_Selected excerpt_.
↓↓↓
I go back to the words, read my own, and once again see that sad square box that holds me, confines me, and gives me a wretched deceptive sense of security.  No, I won’t be that prim little middle class Pollyanna.  Not anymore.

I didn’t ask for the rose colored glasses and I hate the square box; I am done.  This practice of writing has caused decisive hairline fractures in the box and some of the cloistered me is trickling out.

At the checkout stand in the grocery store I swiped my credit card for payment and the lit words appeared on the screen, asking me if I wanted debit or credit.  I saw a word that surprised me.  Flashing on the screen was “procrastinating–procrastinating”.  What it actually said was processing– processing.  Yes, I was doing both.
↑↑↑
_Source excerpt_.
↓↓↓
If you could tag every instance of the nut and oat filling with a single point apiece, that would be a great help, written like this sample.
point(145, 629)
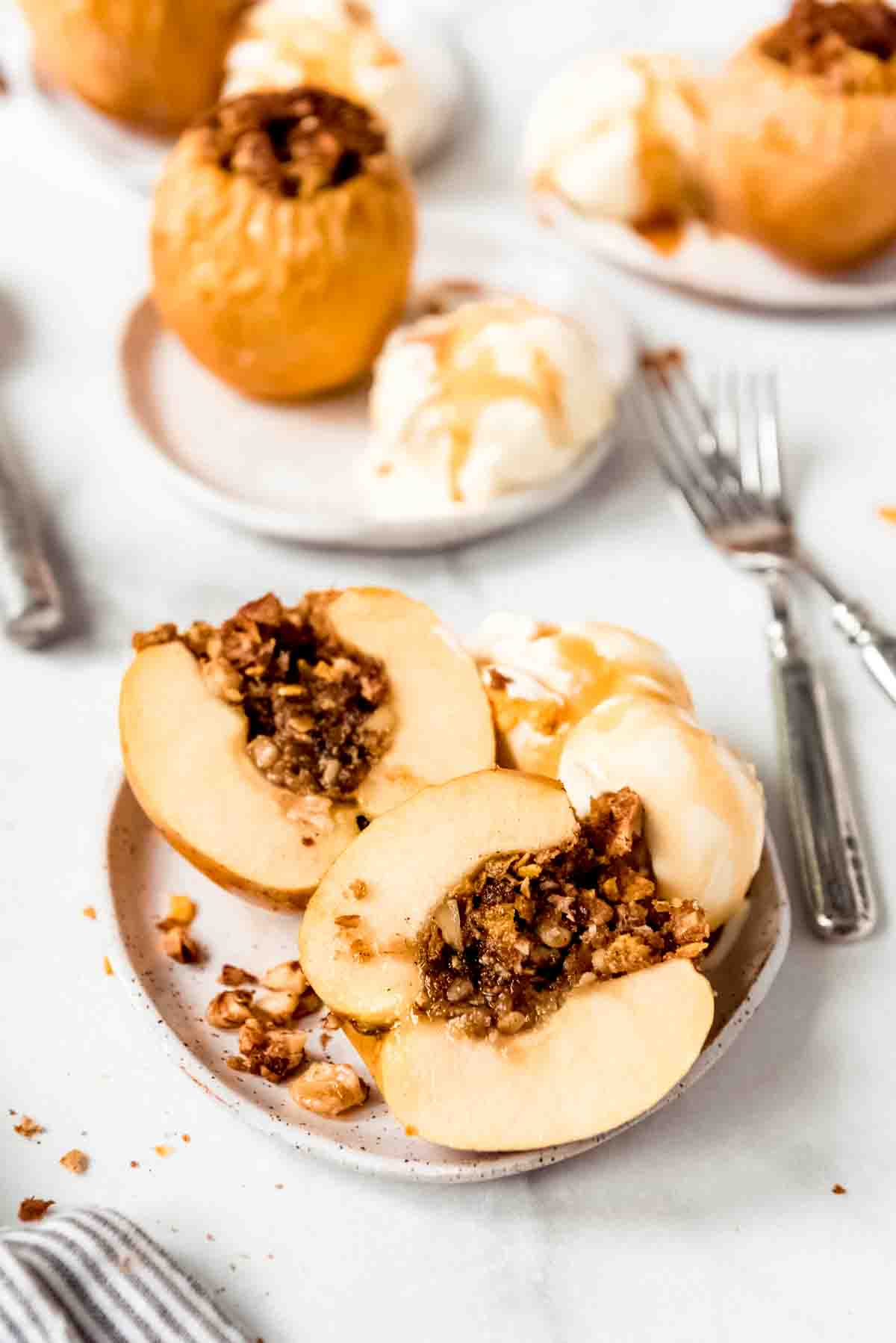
↑↑↑
_Written request_. From the essay about the square box, repeat word for word the part that opens with "I go back to" and closes with "was doing both.". The material shown above is separate from the essay about the square box.

_Solution for this problem_.
I go back to the words, read my own, and once again see that sad square box that holds me, confines me, and gives me a wretched deceptive sense of security.  No, I won’t be that prim little middle class Pollyanna.  Not anymore.

I didn’t ask for the rose colored glasses and I hate the square box; I am done.  This practice of writing has caused decisive hairline fractures in the box and some of the cloistered me is trickling out.

At the checkout stand in the grocery store I swiped my credit card for payment and the lit words appeared on the screen, asking me if I wanted debit or credit.  I saw a word that surprised me.  Flashing on the screen was “procrastinating–procrastinating”.  What it actually said was processing– processing.  Yes, I was doing both.